- Task description:
Copy all the records below, replacing "draw the outline" with "trace the outline" and keeping everything else unchanged. Leave the pictures out of your answer.

+++ Listing

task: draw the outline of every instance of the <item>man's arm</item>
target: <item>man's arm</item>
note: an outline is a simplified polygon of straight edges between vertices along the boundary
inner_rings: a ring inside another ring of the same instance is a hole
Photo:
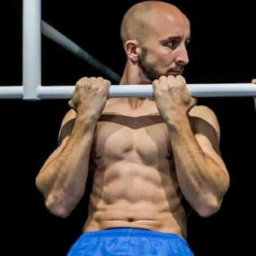
[[[69,102],[58,148],[45,161],[36,178],[47,208],[66,217],[83,195],[96,124],[105,107],[110,82],[81,78]]]
[[[256,84],[256,78],[255,79],[252,79],[252,83]],[[256,97],[254,97],[253,99],[255,101],[255,111],[256,111]]]
[[[170,134],[177,178],[192,208],[208,217],[219,208],[229,175],[219,152],[219,129],[214,113],[195,101],[181,76],[153,82],[159,113]]]

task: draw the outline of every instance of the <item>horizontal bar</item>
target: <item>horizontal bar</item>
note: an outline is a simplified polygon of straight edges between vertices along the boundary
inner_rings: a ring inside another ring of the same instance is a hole
[[[0,86],[0,99],[23,99],[23,86]]]
[[[256,97],[256,85],[253,83],[206,83],[187,84],[188,90],[195,97]],[[39,86],[40,99],[69,99],[74,86]],[[152,85],[113,85],[109,91],[109,97],[151,97]]]
[[[58,43],[59,45],[62,46],[66,50],[69,50],[79,58],[83,59],[89,64],[94,67],[97,69],[99,70],[103,74],[105,74],[113,81],[116,83],[119,82],[119,75],[108,68],[103,63],[94,58],[79,45],[42,20],[41,20],[41,31],[44,36]]]
[[[256,85],[254,83],[201,83],[187,84],[187,86],[195,97],[256,97]],[[69,99],[74,89],[75,86],[38,86],[37,97],[29,99]],[[0,99],[23,99],[23,86],[0,86]],[[109,91],[109,97],[152,96],[151,85],[113,85]]]

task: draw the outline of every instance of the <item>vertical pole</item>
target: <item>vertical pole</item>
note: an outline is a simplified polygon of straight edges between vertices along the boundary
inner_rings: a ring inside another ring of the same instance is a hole
[[[24,99],[39,99],[41,85],[41,0],[23,1],[23,86]]]

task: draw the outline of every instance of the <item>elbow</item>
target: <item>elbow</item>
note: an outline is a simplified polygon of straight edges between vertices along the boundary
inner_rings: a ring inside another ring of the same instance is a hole
[[[56,217],[64,219],[70,215],[71,211],[65,207],[58,196],[50,194],[45,200],[45,205],[48,211]]]
[[[211,198],[205,200],[195,208],[197,214],[203,218],[208,218],[216,214],[220,208],[222,200]]]

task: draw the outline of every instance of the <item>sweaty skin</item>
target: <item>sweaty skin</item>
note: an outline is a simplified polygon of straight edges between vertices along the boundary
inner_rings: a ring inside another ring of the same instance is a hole
[[[256,78],[252,79],[252,83],[256,84]],[[255,111],[256,111],[256,97],[253,97],[253,100],[254,100],[254,102],[255,102]]]
[[[90,184],[83,232],[132,227],[186,238],[182,201],[209,217],[229,187],[217,117],[195,105],[181,75],[189,22],[170,4],[146,1],[127,12],[121,35],[120,84],[151,83],[154,97],[108,99],[110,81],[80,78],[36,184],[47,208],[66,217]]]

++++++

- Answer:
task: trace the outline of every instance of the <item>man's arm</item>
target: <item>man's arm</item>
note: an outline is a simplified polygon of straight edges between vertices along the boundary
inner_rings: a ring inside another ring of the same instance is a hole
Photo:
[[[69,102],[58,148],[45,161],[36,178],[47,208],[66,217],[83,195],[96,124],[105,107],[110,82],[81,78]]]
[[[256,84],[256,78],[255,79],[252,79],[252,83]],[[256,97],[254,97],[253,99],[255,101],[255,111],[256,111]]]
[[[170,134],[177,178],[192,208],[208,217],[219,208],[229,175],[219,152],[219,129],[214,113],[195,101],[181,76],[153,82],[159,113]]]

task: trace the outline of every instance of the <item>horizontal bar</item>
target: <item>horizontal bar</item>
note: an outline is a simplified polygon of straight edges between vertices along the boundary
inner_rings: a ring inside another ring of the same instance is a hole
[[[0,86],[0,99],[23,99],[23,86]]]
[[[256,97],[256,85],[253,83],[206,83],[187,84],[188,90],[195,97]],[[39,86],[40,99],[69,99],[74,86]],[[152,85],[113,85],[109,91],[109,97],[151,97]]]
[[[58,43],[59,45],[62,46],[66,50],[69,50],[79,58],[83,59],[89,64],[94,67],[97,69],[99,70],[103,74],[105,74],[113,81],[116,83],[119,82],[119,75],[108,68],[103,63],[94,58],[79,45],[42,20],[41,20],[41,31],[44,36]]]
[[[256,85],[254,83],[201,83],[187,84],[187,86],[195,97],[256,97]],[[69,99],[74,89],[75,86],[38,86],[37,97],[29,99]],[[0,99],[23,99],[23,86],[0,86]],[[109,91],[109,97],[152,96],[151,85],[113,85]]]

task: trace the outline of every instance of the <item>vertical pole</item>
target: <item>vertical pole</item>
note: an outline is a simplified polygon of straight edges between vertices along the boundary
inner_rings: a ring inside another ring of the same instance is a hole
[[[24,99],[39,99],[41,85],[41,0],[23,1],[23,86]]]

task: trace the outline of every instance of the <item>elbow</item>
target: <item>elbow</item>
note: an outline is a simplified polygon of straight edges between vertices along the boundary
inner_rings: a ring inside another ring of the same instance is a hole
[[[56,217],[64,219],[70,215],[71,211],[65,207],[58,196],[50,194],[45,200],[45,205],[48,211]]]
[[[211,198],[205,200],[195,208],[197,214],[203,218],[208,218],[216,214],[220,208],[222,200]]]

task: trace the outline of every instance of the <item>sweaty skin</item>
target: <item>sweaty skin</item>
note: an outline is a simplified polygon of straight edges between vertices along the boundary
inner_rings: a ring inside another ring of the same instance is a hole
[[[256,78],[252,79],[252,83],[256,84]],[[255,111],[256,111],[256,97],[253,97],[253,100],[254,100],[254,102],[255,102]]]
[[[90,184],[83,232],[132,227],[186,238],[182,201],[209,217],[229,187],[217,117],[195,105],[181,75],[189,22],[170,4],[146,1],[127,12],[121,35],[120,84],[151,83],[154,97],[108,99],[110,81],[80,78],[36,184],[47,208],[66,217]]]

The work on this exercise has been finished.